• YOUR OBJECTIVE: Please repeat the line that has "Target: green foliage background" and all lines after it, exactly as they appear, through the end of the entries.

(Region pointing data)
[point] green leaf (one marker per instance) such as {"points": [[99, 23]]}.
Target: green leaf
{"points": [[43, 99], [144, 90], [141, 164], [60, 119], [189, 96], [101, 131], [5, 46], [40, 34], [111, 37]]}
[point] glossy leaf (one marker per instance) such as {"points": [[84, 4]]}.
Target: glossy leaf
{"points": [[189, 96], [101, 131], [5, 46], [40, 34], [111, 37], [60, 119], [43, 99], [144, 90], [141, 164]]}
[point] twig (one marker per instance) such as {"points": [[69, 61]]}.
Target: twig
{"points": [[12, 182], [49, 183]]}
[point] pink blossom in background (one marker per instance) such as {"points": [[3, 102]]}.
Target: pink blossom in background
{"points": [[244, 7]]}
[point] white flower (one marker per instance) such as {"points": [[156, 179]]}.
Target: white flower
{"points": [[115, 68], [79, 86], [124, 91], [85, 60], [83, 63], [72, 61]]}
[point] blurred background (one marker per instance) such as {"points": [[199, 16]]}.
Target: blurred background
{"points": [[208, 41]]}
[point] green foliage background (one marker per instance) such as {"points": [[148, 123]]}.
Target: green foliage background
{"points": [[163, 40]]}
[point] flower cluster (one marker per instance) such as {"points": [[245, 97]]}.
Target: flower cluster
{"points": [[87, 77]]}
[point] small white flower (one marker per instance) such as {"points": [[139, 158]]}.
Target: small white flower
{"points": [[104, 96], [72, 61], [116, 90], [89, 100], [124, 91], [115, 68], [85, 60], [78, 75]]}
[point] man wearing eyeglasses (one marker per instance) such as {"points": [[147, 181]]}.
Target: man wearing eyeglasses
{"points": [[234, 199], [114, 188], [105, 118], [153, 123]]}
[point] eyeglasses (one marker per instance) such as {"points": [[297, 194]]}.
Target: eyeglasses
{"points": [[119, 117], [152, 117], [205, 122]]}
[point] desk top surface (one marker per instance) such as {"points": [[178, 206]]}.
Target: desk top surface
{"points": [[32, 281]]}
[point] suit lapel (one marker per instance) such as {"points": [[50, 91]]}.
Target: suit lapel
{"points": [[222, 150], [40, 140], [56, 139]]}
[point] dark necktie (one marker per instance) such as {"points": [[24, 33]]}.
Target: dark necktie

• RESPONSE TO THIS TASK:
Target: green foliage background
{"points": [[163, 40]]}
[point] flower cluster (one marker per instance) such as {"points": [[245, 97]]}.
Target: flower cluster
{"points": [[87, 77]]}
[point] small white flower (one marker per instance) such as {"points": [[139, 158]]}.
Target: small white flower
{"points": [[104, 96], [72, 61], [116, 90], [89, 100], [124, 91], [115, 68], [85, 60], [78, 75]]}
[point] man wearing eyeglasses (one marker per instance) such as {"points": [[147, 181]]}.
Target: man wearing eyeglasses
{"points": [[234, 199], [114, 188], [105, 118], [153, 123]]}
[point] eyeglasses (one marker per instance) such as {"points": [[297, 194]]}.
Target: eyeglasses
{"points": [[119, 117], [152, 117], [205, 122]]}
[point] desk top surface (one marker per instance) such as {"points": [[178, 206]]}.
Target: desk top surface
{"points": [[32, 281]]}
[point] suit lapel (one marker per instance) such as {"points": [[50, 91]]}.
Target: suit lapel
{"points": [[222, 150], [40, 140], [56, 139]]}
[point] dark necktie (one marker per instance) such as {"points": [[24, 33]]}.
Target: dark necktie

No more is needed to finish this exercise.